(WHAT YOU HAVE TO DO)
Locate each line in the material below that contains the string "coords", matching case exactly, and copy those lines out in full.

[Recorded data]
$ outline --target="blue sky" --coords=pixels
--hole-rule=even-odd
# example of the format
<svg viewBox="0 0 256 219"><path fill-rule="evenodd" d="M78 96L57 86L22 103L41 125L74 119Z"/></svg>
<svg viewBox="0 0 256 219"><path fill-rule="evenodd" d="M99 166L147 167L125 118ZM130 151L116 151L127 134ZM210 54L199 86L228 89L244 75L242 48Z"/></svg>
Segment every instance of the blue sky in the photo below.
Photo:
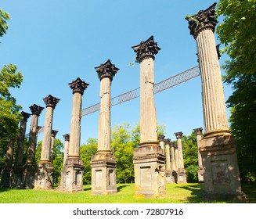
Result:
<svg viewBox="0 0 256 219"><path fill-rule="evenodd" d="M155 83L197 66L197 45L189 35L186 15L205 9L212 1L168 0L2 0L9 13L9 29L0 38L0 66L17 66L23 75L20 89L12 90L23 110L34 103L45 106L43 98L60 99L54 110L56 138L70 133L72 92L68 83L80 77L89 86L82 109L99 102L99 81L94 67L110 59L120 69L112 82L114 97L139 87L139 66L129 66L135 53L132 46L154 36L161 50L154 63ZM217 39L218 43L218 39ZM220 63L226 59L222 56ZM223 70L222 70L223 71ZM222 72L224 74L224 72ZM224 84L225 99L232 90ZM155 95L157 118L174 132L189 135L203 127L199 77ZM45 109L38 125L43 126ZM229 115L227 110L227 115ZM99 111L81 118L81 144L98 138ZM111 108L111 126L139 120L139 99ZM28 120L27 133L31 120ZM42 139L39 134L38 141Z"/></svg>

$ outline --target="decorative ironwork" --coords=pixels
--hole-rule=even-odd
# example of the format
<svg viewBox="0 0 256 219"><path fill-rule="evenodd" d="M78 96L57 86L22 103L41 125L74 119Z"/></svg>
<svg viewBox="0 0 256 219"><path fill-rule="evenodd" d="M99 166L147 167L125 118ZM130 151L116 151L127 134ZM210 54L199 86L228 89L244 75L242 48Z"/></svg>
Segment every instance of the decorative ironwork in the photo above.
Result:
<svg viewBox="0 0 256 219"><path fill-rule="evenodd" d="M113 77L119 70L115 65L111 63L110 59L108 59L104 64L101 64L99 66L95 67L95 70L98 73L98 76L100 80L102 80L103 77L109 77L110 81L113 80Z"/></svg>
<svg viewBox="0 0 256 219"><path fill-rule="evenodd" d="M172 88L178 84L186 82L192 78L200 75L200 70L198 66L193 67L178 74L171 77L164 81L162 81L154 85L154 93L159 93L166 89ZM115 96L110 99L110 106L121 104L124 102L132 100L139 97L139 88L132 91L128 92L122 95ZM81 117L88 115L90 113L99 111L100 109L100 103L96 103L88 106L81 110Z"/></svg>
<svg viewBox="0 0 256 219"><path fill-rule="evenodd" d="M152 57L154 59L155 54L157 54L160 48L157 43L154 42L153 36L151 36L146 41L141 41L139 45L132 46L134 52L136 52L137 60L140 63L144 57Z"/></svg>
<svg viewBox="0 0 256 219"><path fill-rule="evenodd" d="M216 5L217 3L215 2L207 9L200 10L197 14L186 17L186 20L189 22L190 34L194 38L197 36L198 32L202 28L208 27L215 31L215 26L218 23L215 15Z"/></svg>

==

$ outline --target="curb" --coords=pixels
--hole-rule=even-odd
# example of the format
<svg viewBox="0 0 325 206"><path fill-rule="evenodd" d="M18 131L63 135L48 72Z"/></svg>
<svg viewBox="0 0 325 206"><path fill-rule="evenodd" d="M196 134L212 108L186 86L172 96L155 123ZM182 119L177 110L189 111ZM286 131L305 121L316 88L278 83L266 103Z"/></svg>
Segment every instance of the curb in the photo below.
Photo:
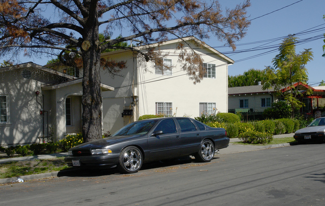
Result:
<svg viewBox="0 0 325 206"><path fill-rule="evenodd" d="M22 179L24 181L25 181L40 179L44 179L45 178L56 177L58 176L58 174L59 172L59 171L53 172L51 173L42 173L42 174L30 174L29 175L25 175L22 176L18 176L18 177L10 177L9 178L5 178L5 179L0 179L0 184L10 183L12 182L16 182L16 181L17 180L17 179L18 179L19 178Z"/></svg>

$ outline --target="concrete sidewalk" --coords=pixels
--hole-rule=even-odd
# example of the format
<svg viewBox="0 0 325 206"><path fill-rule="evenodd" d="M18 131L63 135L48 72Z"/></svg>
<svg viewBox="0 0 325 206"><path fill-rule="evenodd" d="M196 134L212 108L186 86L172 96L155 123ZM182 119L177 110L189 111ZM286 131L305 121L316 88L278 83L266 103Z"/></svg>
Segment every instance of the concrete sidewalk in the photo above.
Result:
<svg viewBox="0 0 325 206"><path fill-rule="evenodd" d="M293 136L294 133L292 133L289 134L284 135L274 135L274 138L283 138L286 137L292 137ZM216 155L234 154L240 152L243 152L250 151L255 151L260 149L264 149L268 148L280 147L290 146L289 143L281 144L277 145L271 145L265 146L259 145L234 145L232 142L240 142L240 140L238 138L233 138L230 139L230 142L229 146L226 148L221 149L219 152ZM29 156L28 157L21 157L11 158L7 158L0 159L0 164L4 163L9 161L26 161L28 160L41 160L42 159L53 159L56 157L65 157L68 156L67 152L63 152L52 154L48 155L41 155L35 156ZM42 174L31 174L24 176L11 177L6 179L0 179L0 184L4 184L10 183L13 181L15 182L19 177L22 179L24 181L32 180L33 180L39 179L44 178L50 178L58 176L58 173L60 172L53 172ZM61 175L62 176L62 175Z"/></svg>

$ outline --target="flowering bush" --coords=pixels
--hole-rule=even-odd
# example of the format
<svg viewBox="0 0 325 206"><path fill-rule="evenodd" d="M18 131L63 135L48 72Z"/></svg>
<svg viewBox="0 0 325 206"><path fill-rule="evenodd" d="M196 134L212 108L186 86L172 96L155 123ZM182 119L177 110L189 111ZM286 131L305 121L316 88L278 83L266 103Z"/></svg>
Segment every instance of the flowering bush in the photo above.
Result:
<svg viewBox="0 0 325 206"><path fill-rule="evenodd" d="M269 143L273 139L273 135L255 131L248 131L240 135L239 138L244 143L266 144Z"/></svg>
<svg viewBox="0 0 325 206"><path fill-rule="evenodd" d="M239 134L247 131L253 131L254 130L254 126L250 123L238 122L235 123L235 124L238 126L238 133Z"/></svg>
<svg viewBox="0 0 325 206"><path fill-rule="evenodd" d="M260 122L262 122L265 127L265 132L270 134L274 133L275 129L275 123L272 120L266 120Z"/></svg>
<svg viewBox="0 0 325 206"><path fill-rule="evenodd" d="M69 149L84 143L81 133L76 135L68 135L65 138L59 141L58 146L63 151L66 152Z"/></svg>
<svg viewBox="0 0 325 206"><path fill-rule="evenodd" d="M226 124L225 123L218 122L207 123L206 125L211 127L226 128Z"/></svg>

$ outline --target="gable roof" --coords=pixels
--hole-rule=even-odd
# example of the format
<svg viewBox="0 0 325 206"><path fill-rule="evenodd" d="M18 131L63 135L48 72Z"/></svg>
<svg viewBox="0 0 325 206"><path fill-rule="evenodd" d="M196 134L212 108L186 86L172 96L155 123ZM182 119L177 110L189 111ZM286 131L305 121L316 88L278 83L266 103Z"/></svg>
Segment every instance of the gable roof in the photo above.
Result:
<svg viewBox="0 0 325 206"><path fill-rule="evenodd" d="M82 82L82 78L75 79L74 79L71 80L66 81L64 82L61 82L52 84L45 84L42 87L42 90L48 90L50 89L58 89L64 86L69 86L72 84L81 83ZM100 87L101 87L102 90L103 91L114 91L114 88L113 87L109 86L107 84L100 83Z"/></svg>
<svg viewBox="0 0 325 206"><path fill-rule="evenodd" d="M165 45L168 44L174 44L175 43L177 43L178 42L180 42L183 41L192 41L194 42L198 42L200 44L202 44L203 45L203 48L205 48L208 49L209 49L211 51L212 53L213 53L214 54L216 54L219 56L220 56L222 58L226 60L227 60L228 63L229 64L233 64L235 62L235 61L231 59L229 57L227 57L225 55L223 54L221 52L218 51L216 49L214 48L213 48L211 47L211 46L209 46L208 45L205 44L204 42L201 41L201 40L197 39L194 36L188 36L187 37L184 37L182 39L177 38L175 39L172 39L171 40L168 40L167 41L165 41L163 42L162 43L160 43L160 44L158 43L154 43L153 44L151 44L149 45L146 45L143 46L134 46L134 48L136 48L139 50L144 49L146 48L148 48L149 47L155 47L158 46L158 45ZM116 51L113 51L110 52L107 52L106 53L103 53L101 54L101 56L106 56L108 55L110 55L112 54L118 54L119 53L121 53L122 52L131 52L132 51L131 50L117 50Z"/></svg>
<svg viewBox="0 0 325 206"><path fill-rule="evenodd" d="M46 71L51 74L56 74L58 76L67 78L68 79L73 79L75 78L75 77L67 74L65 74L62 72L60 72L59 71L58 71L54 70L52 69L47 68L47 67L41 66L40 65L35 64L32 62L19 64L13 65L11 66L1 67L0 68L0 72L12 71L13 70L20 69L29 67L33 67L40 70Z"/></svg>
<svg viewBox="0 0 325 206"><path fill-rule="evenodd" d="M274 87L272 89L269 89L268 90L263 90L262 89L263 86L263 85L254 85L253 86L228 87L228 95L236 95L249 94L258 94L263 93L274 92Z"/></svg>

(EXPECTED ANSWER)
$ outline --target="blue sky" --coords=pixels
$ outline --target="decorative ironwork" --coords=pixels
$ outline --target="curb" --coords=pixels
$ outline --target="concrete sidewalk" --coords=pixels
$ outline --target="flowering bush" --coords=pixels
$ outline --target="gable roof" --coords=pixels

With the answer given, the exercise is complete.